### [Task prompt]
Copy the records below exactly, from the line containing "Pick out the truck wheel" through the last line, and leave out every picture.

Begin Data entries

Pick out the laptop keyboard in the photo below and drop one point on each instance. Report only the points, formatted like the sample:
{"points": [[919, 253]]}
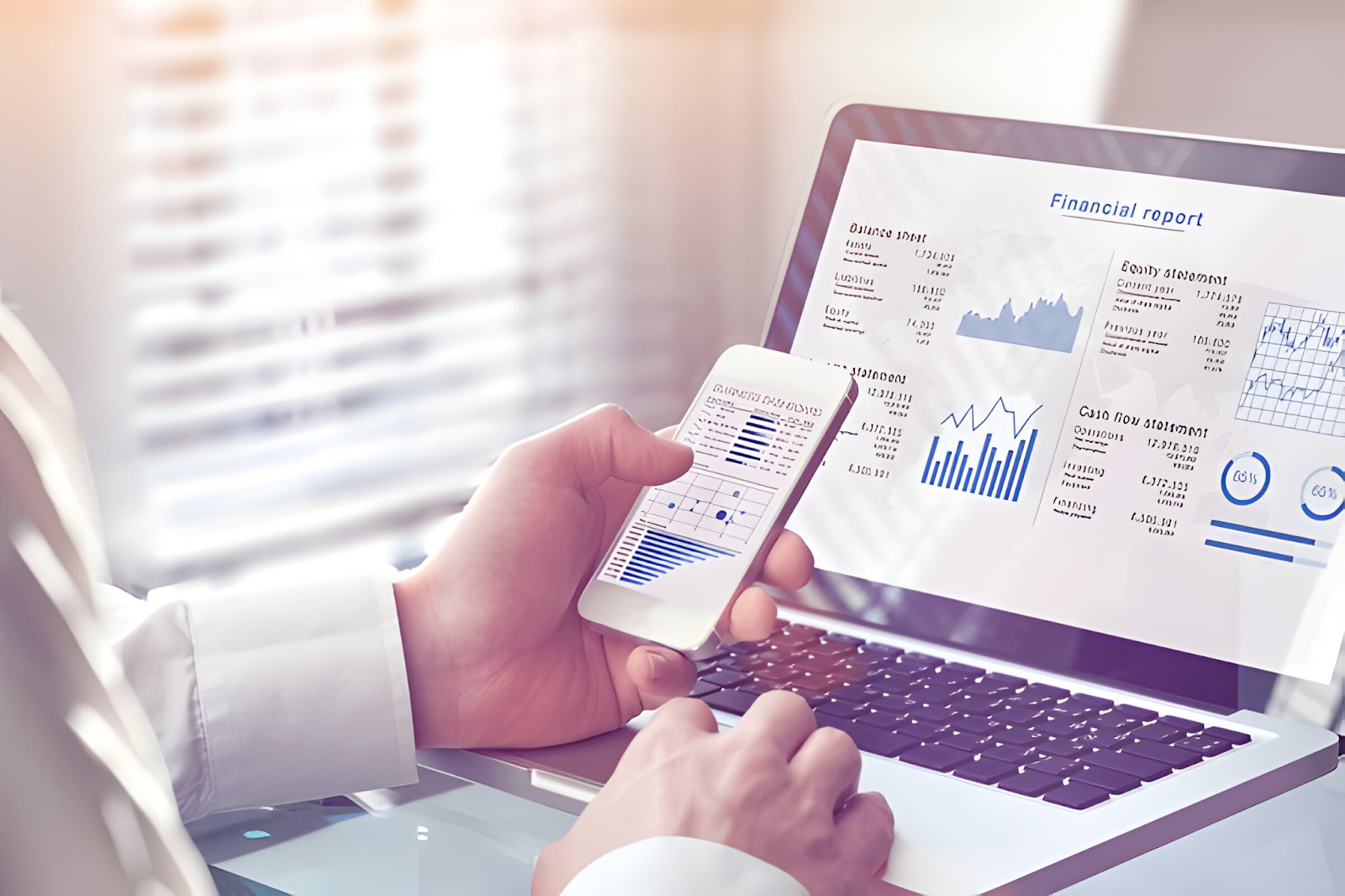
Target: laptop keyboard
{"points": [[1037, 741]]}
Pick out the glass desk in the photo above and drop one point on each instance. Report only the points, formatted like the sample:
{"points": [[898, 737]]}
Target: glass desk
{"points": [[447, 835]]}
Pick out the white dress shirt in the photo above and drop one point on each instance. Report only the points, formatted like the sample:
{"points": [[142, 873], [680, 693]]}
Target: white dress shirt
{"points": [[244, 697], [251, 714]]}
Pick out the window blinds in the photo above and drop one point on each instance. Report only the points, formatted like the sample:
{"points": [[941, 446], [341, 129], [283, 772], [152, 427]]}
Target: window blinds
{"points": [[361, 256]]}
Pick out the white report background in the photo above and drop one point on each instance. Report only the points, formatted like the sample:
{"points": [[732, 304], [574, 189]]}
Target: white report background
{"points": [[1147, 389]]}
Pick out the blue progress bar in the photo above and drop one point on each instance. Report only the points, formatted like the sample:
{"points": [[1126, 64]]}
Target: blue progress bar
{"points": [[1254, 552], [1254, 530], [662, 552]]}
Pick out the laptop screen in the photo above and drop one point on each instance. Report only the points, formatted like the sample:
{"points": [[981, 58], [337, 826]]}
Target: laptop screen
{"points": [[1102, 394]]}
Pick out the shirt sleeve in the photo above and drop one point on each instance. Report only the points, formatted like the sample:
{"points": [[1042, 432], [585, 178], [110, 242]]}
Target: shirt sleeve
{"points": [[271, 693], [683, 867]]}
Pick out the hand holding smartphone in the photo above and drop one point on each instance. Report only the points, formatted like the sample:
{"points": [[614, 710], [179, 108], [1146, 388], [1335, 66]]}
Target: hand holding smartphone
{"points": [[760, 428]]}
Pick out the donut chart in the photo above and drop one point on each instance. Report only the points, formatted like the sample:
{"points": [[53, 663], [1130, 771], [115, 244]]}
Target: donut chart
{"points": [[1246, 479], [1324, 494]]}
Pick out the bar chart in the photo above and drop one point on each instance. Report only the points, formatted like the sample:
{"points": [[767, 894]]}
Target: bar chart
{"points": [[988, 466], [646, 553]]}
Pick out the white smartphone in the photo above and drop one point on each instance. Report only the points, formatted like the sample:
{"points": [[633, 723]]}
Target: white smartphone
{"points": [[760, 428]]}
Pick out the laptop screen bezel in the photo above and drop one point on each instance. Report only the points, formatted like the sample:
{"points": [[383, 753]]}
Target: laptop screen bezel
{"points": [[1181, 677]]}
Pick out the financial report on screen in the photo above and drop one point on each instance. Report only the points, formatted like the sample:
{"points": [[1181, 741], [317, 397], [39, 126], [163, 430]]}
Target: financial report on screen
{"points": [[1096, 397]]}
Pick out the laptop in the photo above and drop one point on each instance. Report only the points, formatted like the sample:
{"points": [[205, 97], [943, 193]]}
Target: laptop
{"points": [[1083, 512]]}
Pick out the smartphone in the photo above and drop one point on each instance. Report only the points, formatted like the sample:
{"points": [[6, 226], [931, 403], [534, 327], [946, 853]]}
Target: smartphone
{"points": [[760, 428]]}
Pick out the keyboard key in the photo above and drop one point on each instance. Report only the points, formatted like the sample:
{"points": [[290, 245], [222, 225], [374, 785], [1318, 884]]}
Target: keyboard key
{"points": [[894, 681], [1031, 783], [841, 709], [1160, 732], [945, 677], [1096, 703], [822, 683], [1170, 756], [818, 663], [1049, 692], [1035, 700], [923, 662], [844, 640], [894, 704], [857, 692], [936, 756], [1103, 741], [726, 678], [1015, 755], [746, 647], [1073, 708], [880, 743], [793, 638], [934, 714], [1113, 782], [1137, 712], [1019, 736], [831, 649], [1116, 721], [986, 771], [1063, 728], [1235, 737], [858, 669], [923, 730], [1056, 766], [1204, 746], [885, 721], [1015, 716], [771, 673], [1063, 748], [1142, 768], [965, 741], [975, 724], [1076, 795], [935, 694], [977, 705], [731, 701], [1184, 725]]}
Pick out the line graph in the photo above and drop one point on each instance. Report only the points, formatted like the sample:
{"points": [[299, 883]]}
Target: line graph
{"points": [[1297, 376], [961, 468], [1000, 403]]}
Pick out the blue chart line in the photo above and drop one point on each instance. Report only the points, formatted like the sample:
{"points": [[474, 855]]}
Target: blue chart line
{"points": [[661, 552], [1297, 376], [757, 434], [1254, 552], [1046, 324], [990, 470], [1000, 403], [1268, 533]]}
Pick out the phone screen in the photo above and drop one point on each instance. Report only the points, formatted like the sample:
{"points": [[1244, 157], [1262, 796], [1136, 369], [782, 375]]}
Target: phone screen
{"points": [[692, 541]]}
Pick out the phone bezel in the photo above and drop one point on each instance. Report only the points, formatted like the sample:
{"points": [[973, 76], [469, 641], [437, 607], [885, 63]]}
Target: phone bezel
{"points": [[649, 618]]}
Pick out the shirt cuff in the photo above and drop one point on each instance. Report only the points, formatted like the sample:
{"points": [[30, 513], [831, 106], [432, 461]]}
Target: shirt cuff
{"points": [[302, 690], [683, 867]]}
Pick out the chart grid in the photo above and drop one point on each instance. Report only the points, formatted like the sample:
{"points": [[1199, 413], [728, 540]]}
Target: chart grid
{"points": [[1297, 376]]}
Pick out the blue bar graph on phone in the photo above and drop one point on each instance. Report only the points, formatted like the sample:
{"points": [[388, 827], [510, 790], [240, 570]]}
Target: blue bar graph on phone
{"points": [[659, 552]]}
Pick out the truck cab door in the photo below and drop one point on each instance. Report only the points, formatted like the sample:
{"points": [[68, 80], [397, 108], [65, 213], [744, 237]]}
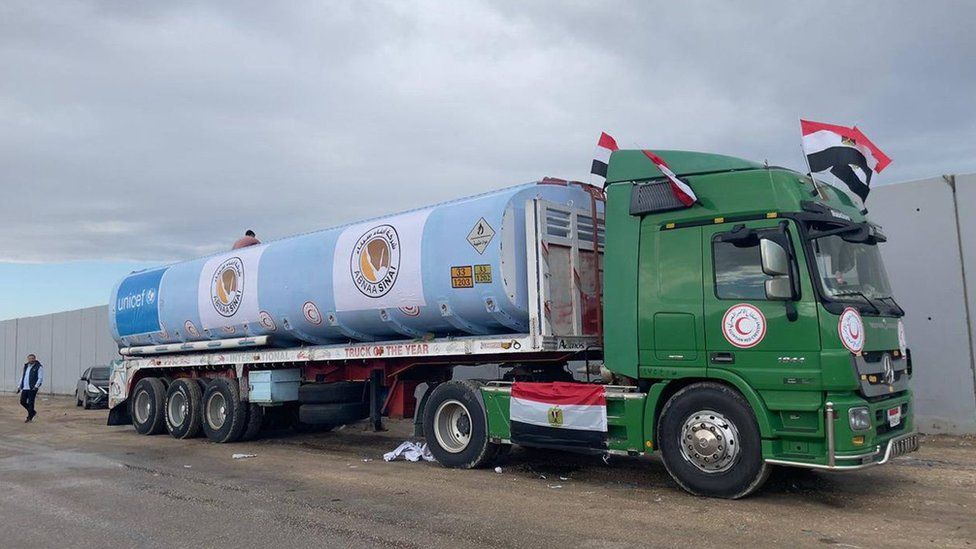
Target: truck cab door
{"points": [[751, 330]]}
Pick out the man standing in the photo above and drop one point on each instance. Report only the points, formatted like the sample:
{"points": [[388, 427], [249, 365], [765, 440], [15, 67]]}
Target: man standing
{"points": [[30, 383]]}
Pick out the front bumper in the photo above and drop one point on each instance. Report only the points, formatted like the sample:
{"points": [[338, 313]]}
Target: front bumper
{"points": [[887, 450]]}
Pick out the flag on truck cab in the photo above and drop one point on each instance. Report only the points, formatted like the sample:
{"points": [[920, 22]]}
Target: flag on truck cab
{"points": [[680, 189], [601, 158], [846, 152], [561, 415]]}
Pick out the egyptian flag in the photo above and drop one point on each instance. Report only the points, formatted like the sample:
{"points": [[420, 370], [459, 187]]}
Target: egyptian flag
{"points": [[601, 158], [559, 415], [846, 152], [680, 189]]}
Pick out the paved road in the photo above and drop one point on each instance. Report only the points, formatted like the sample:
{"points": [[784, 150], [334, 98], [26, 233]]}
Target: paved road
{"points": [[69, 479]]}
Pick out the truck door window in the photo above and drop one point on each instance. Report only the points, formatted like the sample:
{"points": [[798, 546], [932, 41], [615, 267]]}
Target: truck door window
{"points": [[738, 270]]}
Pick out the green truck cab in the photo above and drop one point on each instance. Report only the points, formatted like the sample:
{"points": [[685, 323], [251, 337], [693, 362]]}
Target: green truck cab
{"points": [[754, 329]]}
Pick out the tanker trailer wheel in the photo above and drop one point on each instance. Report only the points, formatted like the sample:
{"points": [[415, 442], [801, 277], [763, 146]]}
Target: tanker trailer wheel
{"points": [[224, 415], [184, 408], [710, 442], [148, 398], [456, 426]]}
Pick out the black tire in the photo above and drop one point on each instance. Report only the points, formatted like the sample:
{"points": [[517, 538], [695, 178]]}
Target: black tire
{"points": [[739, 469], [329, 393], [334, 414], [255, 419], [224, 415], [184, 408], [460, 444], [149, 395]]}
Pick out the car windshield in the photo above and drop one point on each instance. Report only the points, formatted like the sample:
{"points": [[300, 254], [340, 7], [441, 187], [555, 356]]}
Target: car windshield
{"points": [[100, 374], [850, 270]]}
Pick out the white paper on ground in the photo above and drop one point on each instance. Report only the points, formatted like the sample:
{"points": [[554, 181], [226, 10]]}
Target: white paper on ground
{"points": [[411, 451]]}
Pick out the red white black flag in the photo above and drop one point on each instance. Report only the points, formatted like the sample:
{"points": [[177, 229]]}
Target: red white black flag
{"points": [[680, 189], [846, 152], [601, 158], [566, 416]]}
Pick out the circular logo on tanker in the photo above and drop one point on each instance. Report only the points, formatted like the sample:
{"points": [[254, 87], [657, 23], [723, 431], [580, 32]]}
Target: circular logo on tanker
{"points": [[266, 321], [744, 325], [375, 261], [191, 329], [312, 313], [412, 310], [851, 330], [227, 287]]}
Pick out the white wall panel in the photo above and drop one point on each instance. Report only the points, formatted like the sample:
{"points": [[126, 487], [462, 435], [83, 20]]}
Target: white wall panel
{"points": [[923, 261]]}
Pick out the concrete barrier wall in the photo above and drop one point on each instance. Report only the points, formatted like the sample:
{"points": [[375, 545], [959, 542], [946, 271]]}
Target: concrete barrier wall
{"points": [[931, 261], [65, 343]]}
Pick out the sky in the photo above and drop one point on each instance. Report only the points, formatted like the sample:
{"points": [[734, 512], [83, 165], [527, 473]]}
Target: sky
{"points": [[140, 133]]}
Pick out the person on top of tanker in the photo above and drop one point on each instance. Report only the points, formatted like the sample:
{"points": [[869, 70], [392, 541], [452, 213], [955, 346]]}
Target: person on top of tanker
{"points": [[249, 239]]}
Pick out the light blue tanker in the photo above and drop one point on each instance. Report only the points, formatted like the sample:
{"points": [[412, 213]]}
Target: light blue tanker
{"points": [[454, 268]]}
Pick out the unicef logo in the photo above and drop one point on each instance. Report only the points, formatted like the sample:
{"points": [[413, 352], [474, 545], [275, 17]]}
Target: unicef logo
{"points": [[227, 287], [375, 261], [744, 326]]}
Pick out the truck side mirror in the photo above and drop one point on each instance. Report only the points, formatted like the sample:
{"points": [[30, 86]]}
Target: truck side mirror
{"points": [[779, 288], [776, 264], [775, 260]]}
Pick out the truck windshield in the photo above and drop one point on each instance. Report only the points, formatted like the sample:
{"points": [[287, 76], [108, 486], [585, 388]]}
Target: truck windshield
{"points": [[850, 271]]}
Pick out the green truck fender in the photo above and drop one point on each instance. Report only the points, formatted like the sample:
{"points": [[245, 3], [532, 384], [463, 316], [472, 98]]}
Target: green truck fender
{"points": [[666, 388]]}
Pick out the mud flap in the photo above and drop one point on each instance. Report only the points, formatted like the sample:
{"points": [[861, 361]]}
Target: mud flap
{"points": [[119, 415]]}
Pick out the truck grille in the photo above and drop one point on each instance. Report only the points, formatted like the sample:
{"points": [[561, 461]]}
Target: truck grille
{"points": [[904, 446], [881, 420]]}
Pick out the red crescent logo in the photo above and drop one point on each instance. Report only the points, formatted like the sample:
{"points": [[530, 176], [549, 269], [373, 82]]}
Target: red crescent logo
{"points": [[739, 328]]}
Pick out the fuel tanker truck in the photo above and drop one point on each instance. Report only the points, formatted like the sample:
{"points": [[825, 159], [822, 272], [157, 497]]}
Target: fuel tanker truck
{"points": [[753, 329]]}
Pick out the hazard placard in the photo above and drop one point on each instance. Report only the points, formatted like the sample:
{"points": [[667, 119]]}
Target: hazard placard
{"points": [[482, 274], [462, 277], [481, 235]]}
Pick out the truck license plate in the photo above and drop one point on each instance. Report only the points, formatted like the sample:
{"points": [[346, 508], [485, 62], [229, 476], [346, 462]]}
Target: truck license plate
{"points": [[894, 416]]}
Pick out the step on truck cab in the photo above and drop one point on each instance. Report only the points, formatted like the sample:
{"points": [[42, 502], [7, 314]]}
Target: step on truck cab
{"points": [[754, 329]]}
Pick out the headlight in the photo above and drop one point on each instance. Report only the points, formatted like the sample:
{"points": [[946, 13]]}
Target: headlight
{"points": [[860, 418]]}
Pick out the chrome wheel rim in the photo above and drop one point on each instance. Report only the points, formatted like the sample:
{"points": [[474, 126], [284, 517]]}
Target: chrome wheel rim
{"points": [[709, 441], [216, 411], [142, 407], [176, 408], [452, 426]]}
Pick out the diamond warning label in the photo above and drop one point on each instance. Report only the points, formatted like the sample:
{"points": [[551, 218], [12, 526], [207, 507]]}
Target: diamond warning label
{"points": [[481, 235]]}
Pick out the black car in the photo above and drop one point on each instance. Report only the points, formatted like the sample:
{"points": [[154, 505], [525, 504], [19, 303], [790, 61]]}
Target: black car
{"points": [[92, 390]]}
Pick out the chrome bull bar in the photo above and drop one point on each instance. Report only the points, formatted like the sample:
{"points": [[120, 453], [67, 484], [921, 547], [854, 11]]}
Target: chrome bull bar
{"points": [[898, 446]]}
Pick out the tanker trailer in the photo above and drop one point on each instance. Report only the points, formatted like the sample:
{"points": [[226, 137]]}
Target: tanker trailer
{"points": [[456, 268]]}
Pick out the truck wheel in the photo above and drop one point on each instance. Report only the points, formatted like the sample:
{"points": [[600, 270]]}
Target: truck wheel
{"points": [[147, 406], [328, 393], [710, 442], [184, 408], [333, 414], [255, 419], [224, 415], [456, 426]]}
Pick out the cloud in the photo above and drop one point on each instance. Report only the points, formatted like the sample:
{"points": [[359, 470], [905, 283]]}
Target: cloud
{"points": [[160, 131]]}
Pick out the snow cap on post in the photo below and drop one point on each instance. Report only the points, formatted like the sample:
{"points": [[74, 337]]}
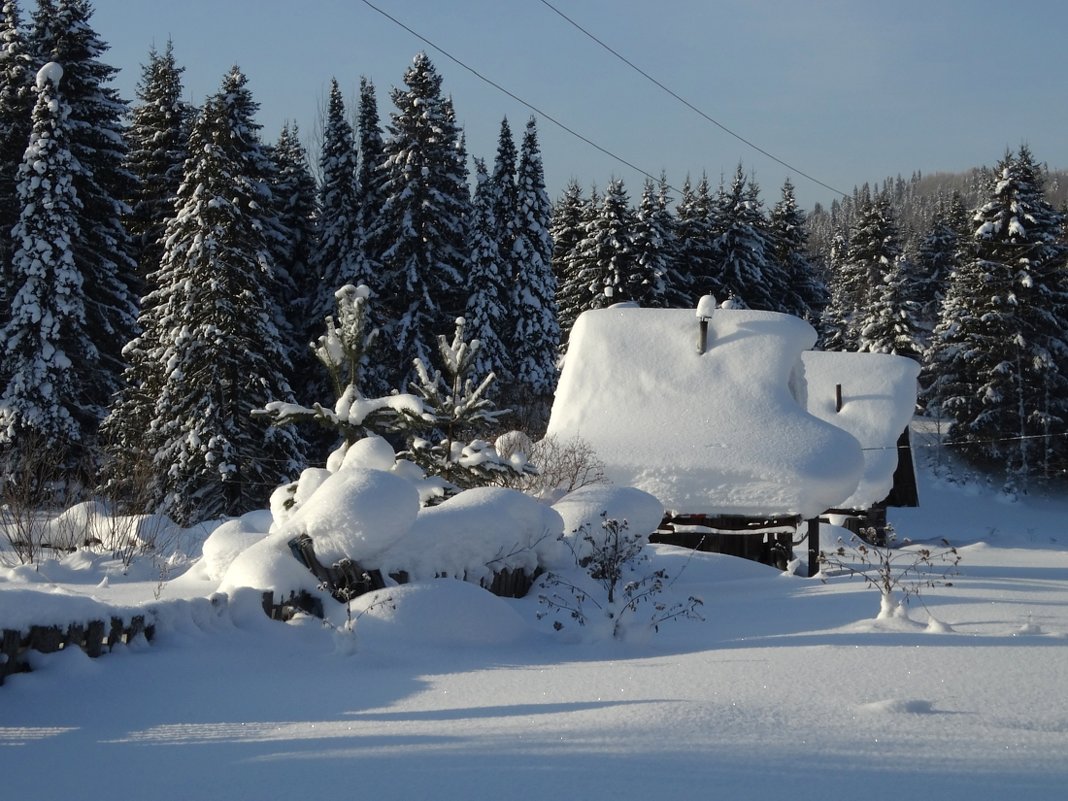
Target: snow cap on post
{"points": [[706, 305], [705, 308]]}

End Data entries

### [Correct answer]
Pick out the truck wheel in the photo above and drop one point on each instance. Report only the points, formatted like the sample:
{"points": [[600, 270]]}
Target: truck wheel
{"points": [[147, 406], [328, 393], [710, 442], [184, 408], [333, 414], [255, 419], [224, 415], [456, 426]]}
Pick out the cloud in the photo above and drop one point on each instance. Report only the points, formatted like the sample:
{"points": [[359, 470], [905, 283]]}
Target: cloud
{"points": [[160, 131]]}
Pick out the snow cap on post in the photo below and drop one point on each instance. Report only the points, formatted like the sample:
{"points": [[74, 337]]}
Target: snow cap on post
{"points": [[706, 305], [705, 308]]}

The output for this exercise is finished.